Britten - The Turn of the Screw, at La Monnaie
La Monnaie, Brussels, Sunday May 5 2024
Conductor: Antonio Méndez. Production: Andrea Breth. Sets: Raimund Orfeo Voigt. Costumes: Carla Teti. Lighting: Alexander Koppelmann. The Prologue: Ed Lyon. Governess: Sally Matthews. Miles: Samuel Brasseur Kulk, Noah Vanmeerhaeghe. Flora: Katharina Bierweiler. Mrs Grose: Carole Wilson. Peter Quint: Julian Hubbard. Miss Jessel: Allison Cook. La Monnaie Chamber Orchestra.
Photos: Bernd Uhlig |
I was saying just this morning that we don't get enough Britten in Paris and have to go elsewhere to find him. Brussels has done a better job over the years, and once again, for this Turn of the Screw, has fielded a strong production with a strong cast.
________________
Instructions =
#1 According to the review, who conducted this production of The Turn of the Screw?
#2 Please say whether each statement agrees with the review, answering yes or no and quoting the deciding words: (a) The role of Miles is credited to two performers. (b) The performance took place in Paris. (c) The writer believes Paris offers plenty of Britten.
#3 List every sung role named in the review's cast.

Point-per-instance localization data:
________________
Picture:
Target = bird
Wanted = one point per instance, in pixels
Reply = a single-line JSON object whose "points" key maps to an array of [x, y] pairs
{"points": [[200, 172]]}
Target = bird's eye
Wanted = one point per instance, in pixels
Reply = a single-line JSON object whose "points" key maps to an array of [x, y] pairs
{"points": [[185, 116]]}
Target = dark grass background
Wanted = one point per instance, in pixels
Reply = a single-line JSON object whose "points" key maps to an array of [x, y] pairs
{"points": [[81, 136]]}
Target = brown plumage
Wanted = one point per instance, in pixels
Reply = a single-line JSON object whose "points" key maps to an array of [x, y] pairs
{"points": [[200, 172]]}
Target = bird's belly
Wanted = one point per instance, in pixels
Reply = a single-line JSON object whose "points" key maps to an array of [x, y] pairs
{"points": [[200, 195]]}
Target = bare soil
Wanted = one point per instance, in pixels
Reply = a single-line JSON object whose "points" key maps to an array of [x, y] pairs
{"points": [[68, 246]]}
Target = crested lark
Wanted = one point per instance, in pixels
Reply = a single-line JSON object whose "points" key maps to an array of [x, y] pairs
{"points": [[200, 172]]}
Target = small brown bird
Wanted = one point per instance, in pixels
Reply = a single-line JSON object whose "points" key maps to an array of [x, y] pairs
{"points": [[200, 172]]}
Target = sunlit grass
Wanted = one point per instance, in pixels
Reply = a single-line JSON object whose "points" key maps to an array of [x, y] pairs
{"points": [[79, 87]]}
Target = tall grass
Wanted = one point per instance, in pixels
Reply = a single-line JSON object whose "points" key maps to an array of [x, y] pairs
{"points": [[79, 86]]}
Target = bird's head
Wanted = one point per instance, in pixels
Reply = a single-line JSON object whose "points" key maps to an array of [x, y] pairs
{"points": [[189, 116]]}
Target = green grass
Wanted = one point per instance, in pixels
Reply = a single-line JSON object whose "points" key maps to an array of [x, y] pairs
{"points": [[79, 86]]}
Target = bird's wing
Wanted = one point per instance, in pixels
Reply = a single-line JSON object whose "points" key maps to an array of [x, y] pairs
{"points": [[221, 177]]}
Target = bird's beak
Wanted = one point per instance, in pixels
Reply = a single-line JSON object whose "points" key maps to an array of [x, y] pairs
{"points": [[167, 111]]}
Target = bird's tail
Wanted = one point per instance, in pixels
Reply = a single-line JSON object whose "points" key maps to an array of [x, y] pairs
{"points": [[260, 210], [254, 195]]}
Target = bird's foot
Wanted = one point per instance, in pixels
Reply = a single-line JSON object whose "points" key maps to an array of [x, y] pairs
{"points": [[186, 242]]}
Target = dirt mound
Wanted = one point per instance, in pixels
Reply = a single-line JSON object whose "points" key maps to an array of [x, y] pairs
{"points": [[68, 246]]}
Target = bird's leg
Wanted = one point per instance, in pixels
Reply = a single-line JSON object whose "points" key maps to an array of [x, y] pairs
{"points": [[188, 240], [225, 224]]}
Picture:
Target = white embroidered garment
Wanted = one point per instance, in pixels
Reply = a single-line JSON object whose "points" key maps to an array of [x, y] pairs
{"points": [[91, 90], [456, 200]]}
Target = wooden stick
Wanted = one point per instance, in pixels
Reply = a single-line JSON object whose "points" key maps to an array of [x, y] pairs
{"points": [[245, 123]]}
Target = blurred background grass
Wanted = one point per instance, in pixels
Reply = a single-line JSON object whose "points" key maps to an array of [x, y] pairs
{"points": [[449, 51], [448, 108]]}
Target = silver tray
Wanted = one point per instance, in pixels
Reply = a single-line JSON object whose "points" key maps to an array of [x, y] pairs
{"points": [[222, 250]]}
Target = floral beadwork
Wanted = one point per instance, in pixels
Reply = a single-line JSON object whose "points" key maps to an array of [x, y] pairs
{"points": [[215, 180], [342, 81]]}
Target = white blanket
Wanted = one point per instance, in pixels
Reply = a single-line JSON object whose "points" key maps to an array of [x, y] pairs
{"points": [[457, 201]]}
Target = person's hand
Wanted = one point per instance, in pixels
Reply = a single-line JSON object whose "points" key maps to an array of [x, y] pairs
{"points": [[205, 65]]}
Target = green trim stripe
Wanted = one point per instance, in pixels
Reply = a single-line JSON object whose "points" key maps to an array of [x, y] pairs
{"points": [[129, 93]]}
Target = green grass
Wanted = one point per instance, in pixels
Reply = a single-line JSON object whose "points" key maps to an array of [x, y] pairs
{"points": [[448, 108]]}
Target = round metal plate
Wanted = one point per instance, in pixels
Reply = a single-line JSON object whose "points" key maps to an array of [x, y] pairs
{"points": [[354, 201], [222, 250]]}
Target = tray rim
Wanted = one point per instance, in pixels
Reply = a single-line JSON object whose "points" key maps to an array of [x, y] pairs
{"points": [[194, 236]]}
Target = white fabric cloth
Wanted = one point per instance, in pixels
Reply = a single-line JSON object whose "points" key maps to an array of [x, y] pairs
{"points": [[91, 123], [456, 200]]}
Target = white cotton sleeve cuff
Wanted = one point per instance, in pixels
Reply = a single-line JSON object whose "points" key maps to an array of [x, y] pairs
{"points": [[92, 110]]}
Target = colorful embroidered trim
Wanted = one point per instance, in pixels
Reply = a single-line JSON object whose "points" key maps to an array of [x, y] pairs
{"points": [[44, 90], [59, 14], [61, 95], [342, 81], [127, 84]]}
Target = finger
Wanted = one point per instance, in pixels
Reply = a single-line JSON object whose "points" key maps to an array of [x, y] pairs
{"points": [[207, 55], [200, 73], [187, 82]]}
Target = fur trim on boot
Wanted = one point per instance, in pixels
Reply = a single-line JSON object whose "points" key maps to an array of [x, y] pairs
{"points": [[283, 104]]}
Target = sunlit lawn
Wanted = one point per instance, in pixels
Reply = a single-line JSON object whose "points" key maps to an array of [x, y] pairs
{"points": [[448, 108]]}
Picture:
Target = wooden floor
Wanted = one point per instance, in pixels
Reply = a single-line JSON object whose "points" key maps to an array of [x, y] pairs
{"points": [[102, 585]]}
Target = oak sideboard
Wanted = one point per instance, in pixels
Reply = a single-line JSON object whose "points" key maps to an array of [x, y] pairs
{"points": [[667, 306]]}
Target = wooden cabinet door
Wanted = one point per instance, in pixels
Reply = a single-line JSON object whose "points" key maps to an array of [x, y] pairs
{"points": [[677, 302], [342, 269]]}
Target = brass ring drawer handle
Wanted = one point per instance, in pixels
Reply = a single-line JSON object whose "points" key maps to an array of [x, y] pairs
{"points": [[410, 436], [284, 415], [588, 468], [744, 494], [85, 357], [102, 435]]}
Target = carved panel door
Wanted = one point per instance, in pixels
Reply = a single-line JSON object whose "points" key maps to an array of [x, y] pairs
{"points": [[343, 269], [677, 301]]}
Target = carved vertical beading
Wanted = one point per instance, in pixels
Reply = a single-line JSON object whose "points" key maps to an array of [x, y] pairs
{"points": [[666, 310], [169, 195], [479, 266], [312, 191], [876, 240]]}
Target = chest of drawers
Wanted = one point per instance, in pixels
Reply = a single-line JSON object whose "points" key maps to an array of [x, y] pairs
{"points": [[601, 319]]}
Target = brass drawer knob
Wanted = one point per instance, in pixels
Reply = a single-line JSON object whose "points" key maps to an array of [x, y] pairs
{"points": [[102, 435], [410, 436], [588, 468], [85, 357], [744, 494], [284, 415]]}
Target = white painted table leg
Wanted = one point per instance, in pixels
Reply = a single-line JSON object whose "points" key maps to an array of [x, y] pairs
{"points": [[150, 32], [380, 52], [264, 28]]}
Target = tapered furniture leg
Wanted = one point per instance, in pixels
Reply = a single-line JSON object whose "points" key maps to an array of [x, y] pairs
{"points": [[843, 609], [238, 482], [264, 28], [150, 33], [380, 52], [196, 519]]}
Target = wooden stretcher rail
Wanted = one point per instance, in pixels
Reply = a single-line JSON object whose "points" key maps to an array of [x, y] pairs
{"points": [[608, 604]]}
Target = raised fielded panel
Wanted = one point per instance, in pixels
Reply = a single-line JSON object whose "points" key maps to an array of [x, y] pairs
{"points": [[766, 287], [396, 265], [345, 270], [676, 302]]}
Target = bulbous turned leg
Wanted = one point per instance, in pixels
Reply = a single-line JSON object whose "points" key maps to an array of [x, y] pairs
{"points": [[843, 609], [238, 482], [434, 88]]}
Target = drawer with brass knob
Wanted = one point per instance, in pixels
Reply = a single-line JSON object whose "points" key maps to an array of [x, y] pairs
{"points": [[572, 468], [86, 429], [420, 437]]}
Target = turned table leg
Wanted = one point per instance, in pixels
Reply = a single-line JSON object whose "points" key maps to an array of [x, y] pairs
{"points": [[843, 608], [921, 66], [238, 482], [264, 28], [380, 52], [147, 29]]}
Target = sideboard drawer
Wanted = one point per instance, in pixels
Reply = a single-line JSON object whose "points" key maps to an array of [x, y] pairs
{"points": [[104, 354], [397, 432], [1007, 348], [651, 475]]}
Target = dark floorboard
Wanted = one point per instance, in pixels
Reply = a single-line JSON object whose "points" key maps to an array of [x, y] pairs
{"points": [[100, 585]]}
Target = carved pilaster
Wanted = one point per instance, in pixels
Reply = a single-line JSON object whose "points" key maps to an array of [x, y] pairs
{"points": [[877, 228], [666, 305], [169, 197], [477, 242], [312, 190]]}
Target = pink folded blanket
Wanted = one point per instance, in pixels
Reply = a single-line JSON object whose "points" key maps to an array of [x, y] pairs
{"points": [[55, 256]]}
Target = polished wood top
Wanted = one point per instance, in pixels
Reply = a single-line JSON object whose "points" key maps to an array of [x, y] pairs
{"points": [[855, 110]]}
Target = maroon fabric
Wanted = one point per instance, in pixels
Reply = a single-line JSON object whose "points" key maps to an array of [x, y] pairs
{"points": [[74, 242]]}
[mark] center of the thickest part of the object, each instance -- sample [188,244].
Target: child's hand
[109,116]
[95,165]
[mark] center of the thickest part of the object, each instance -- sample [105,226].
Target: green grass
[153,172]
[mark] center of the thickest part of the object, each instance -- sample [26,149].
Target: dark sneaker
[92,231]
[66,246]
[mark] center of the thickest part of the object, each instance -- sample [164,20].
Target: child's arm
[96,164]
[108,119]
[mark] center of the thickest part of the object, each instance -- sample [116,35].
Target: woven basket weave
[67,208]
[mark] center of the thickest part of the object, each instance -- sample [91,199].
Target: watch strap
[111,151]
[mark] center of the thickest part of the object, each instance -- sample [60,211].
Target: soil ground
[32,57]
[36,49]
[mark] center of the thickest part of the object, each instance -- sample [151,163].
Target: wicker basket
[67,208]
________________
Outputs for the tasks =
#1 Antonio Méndez

#2
(a) Yes: "Miles: Samuel Brasseur Kulk, Noah Vanmeerhaeghe."
(b) No: "La Monnaie, Brussels, Sunday May 5 2024"
(c) No: "we don't get enough Britten in Paris"

#3 The Prologue, Governess, Miles, Flora, Mrs Grose, Peter Quint, Miss Jessel